### [Work instructions]
Answer these questions about the message on Go syntax:
1. Under the proposed rule, how is w < x, y > (z) read automatically?
2. What happened when gofmt was tried, even with gofmt -s?
3. According to Tiobe, what rank does Scala hold?

### [Extract]
============================================================
Regarding the parsing: as I suggested in my email, but perhaps was unclear, in 
case of two conflicting *purely syntactic* interpretations (without using any 
type information), you could just choose the more high-frequency interpretation 
(i.e., type parameters) and force the programmer to use additional parens if 
they actually want the other interpretation.

So in the case of the example, w < x, y > (z) is *automatically, syntactically* 
interpreted as a function call using 2 type parameters, and if you want it to 
be two different relational expressions, you have to wrap them in parens: (w < 
x), (y > (z))

This latter use is likely to be vanishingly rare (someone could run their code 
analysis on it), so this seems like a small inconvenience.  Maybe there are 
other such conflicts?  If this is the only one, I don't think it is sufficient 
to rule out the use of < >.

My mention of the point about gofmt was just that it should get rid of the 
seemingly redundant extra paren around (z), but I just tried it and apparently 
it does not, even with gofmt -s.  Anyway, the above point stands: you CAN parse 
< > correctly by just making purely syntactic choices in the case of conflicts, 
and this applies to all Go tools using the same purely syntactic parsing pass.

Also, according to Tiobe, Scala is ranked 39, and whereas C, Java, C++, C#, are 
all top 10, and the C family is clearly the syntactic heritage of Go.

And the use of [ ] in map is more semantically associated with its conventional 
use as an element accessor in arrays / slices, not with some more general kind 
of type parameter.
============================================================
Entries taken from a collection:
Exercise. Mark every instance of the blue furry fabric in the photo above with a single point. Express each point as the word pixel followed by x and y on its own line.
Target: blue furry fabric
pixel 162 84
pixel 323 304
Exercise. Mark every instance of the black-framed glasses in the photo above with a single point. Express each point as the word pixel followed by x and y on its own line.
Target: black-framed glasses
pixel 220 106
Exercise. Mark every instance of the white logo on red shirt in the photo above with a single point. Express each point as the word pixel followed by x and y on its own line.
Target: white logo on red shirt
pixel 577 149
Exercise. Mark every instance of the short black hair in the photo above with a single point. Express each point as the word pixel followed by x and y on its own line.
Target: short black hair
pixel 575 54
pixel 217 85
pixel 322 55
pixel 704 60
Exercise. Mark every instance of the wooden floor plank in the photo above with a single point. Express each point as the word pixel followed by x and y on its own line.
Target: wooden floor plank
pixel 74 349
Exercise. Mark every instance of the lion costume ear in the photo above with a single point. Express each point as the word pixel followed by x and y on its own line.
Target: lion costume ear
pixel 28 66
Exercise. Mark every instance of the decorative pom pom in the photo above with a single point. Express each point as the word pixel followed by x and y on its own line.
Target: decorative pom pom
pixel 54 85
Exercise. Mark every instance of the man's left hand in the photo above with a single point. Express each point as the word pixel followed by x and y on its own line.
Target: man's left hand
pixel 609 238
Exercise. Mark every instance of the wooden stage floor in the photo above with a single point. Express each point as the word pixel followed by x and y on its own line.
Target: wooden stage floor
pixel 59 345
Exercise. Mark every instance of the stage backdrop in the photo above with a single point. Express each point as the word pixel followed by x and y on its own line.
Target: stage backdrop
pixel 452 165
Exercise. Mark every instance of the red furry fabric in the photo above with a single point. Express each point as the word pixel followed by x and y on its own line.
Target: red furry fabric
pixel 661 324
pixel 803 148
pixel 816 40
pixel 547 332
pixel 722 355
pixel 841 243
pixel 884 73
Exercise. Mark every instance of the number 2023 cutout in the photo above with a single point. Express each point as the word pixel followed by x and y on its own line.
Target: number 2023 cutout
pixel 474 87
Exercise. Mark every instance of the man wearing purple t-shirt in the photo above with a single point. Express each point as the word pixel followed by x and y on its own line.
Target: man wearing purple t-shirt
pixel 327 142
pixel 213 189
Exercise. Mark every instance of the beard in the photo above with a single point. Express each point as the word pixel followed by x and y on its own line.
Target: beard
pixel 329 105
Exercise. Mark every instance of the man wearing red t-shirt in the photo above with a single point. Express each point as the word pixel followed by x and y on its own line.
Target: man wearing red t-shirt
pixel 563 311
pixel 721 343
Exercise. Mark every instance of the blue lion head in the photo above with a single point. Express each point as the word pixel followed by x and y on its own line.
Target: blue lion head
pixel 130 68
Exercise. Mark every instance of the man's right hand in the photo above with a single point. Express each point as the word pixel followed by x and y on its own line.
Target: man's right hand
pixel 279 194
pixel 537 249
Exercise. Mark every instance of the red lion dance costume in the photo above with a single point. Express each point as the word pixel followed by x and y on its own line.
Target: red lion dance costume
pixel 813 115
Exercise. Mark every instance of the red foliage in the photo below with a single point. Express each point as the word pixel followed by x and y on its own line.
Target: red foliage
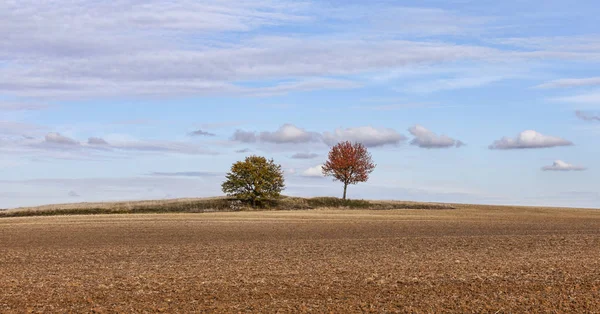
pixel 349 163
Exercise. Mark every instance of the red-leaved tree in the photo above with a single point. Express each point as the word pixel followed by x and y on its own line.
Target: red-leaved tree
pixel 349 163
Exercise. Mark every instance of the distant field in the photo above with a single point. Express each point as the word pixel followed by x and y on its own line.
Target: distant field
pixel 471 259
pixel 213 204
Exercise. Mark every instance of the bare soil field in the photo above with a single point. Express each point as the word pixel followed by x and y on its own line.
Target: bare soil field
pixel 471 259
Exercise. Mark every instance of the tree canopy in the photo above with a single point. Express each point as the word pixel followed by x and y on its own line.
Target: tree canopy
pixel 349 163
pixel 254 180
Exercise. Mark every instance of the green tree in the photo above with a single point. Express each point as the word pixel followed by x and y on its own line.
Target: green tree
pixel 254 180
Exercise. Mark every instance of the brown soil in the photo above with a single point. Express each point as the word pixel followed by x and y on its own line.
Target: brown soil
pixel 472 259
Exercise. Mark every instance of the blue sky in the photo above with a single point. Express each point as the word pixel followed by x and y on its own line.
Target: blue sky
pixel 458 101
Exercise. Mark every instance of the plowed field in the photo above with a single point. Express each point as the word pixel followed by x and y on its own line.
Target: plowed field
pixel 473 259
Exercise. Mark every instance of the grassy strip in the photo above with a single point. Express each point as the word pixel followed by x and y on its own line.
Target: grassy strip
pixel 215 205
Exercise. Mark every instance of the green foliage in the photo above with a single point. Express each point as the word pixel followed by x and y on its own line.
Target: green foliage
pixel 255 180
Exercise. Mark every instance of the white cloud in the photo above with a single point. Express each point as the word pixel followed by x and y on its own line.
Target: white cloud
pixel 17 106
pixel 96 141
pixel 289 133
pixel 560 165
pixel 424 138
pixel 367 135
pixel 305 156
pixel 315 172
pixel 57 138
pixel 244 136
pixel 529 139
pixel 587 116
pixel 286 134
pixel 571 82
============================================================
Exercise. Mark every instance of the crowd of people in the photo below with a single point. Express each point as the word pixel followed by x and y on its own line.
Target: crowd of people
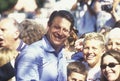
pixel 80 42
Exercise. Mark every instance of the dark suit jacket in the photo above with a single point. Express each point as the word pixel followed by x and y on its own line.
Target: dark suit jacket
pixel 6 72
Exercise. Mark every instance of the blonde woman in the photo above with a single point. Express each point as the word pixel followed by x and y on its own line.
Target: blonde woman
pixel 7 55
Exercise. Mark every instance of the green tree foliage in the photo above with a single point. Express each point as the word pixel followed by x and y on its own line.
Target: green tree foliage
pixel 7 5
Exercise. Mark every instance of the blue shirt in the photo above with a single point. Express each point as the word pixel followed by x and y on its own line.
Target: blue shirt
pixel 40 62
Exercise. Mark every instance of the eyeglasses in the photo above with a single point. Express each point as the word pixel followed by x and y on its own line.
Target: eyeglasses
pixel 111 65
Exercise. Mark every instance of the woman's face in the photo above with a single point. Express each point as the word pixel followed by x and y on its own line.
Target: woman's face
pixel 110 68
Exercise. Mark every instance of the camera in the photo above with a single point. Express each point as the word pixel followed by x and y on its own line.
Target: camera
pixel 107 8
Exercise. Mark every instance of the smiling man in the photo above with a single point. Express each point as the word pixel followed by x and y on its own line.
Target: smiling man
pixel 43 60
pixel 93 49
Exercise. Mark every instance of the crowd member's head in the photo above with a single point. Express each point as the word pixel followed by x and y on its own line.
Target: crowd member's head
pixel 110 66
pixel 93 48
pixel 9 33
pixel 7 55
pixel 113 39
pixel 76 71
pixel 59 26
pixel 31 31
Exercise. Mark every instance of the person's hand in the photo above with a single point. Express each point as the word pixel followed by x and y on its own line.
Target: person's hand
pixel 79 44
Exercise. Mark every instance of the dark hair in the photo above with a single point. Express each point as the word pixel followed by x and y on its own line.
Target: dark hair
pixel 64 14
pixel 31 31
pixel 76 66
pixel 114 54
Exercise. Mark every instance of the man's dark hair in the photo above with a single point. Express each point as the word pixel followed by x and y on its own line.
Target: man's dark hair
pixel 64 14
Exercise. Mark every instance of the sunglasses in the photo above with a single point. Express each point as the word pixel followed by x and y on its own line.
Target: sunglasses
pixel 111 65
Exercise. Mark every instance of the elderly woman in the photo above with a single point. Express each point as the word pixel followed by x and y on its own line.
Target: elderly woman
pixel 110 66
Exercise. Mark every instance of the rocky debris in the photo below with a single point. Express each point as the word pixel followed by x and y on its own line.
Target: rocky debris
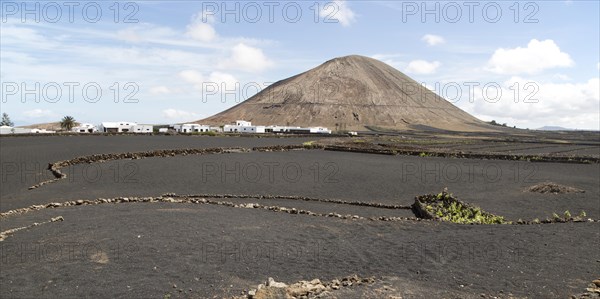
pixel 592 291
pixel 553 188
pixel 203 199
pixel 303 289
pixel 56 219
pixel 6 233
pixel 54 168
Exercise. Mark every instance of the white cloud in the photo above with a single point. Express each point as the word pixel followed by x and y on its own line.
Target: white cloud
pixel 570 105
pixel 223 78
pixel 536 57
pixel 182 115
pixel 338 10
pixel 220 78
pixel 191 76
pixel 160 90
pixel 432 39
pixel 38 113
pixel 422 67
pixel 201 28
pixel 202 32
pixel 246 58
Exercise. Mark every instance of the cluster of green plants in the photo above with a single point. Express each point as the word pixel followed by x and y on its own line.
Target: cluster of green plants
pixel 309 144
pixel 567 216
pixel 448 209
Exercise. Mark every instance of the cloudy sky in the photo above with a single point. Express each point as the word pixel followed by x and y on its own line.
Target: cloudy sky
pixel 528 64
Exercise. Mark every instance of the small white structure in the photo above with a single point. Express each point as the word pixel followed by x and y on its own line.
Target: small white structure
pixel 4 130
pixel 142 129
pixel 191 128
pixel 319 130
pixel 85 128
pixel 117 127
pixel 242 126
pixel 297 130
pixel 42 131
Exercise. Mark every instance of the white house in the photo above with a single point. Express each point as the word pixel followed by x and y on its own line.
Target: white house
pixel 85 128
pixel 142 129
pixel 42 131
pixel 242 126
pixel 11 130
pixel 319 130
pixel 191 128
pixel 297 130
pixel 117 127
============================================================
### [Answer to the task]
1. As a function call using 2 type parameters.
2. It did not remove the extra paren around (z).
3. 39.